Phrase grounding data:
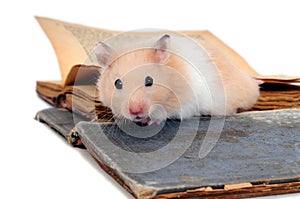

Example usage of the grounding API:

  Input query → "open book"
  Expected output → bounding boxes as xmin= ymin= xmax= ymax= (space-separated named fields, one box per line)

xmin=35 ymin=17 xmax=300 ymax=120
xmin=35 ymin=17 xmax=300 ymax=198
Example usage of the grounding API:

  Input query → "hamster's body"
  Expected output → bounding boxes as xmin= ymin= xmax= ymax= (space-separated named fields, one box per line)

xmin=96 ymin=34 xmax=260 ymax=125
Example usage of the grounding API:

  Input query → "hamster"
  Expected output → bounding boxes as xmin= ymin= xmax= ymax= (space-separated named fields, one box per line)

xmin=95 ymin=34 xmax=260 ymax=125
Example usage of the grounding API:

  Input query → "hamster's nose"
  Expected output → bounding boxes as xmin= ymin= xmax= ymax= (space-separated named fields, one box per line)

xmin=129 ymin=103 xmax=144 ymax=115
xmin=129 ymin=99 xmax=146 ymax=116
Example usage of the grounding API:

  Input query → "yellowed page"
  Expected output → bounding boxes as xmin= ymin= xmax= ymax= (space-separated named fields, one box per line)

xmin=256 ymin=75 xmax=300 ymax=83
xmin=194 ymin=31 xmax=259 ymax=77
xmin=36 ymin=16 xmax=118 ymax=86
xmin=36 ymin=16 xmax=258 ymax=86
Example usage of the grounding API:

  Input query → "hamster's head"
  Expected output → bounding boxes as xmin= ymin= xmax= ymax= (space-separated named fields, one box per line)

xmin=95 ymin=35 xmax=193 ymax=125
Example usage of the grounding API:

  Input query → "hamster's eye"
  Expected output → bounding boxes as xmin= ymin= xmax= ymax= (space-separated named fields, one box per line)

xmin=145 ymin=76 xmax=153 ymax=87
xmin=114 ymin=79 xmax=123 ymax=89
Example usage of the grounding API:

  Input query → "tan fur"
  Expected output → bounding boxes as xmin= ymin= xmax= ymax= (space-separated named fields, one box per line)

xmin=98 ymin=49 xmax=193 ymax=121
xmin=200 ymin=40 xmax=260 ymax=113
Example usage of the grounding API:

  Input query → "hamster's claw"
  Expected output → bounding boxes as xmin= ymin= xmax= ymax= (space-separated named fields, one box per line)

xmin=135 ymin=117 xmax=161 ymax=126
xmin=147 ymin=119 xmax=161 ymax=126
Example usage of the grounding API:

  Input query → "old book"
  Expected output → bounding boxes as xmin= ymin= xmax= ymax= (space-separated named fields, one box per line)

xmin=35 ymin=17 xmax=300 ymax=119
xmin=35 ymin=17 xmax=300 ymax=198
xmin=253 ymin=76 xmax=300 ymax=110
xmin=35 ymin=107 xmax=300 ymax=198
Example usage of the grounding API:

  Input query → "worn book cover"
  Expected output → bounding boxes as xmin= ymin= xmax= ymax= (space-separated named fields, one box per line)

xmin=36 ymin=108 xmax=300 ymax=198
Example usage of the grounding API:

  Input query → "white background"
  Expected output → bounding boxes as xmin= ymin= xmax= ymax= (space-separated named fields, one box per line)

TASK DIRECTIONS:
Hand back all the entries exactly, leaving out the pictures.

FINISHED TASK:
Example usage of the grounding API:

  Input query → "open book"
  Expected output → bounding boxes as xmin= ymin= xmax= ymax= (space-separated named fields, one box per line)

xmin=35 ymin=17 xmax=300 ymax=120
xmin=35 ymin=17 xmax=300 ymax=198
Example usage of the grounding API:

  Input query → "hamster's body"
  Expected output → bounding boxes as xmin= ymin= xmax= ymax= (space-separated named fields, one box per line)

xmin=96 ymin=34 xmax=260 ymax=125
Example usage of the grounding API:

  Input query → "hamster"
  Expected output → bounding boxes as xmin= ymin= xmax= ymax= (space-separated named fields, one box per line)

xmin=95 ymin=34 xmax=260 ymax=125
Example usage of the grounding API:

  Input query → "hamster's nose"
  Expected output → bounding boxes as xmin= ymin= xmax= ymax= (space-separated named fields, one box per line)

xmin=129 ymin=103 xmax=144 ymax=115
xmin=129 ymin=99 xmax=146 ymax=116
Example usage of the grounding API:

  Input query → "yellowed page"
  Expected output → bounding boxes as xmin= ymin= xmax= ymax= (space-separated named fields, one box per line)

xmin=256 ymin=75 xmax=300 ymax=83
xmin=194 ymin=31 xmax=259 ymax=77
xmin=36 ymin=16 xmax=118 ymax=86
xmin=36 ymin=16 xmax=258 ymax=86
Example usage of the grounding API:

  Input query → "hamster's head"
  Expected output → bounding boxes as xmin= ymin= xmax= ymax= (space-separated named fields, one box per line)

xmin=95 ymin=35 xmax=193 ymax=125
Example usage of the grounding API:

  Input query → "hamster's eye"
  Expected output → bounding boxes as xmin= ymin= xmax= ymax= (space-separated named fields, one box per line)

xmin=145 ymin=76 xmax=153 ymax=87
xmin=114 ymin=79 xmax=123 ymax=89
Example usage of the grounding API:

  Input query → "tan fur"
  Expected output → bounding boxes as xmin= ymin= xmax= ymax= (space-separated named fields, one box per line)

xmin=98 ymin=49 xmax=193 ymax=121
xmin=200 ymin=40 xmax=260 ymax=113
Example usage of the grounding API:

  Input query → "hamster's claw"
  Expected output → bounding boxes as xmin= ymin= xmax= ymax= (space-separated named fields, one box per line)

xmin=135 ymin=117 xmax=161 ymax=126
xmin=147 ymin=119 xmax=161 ymax=126
Example usage of the grounding API:

  Input query → "old book"
  Expected output → bounding boxes as xmin= ymin= xmax= ymax= (space-separated named fields, one box per line)

xmin=35 ymin=17 xmax=300 ymax=119
xmin=35 ymin=17 xmax=300 ymax=198
xmin=253 ymin=76 xmax=300 ymax=110
xmin=35 ymin=107 xmax=300 ymax=198
Example usage of the grounding API:

  Input query → "worn book cover"
  Expected output → bounding boxes as xmin= ymin= xmax= ymax= (space-separated named fields, one box per line)

xmin=36 ymin=108 xmax=300 ymax=198
Example usage of the grounding API:

  Input query → "white background"
  Expected output → bounding boxes as xmin= ymin= xmax= ymax= (space-separated named fields, one box per line)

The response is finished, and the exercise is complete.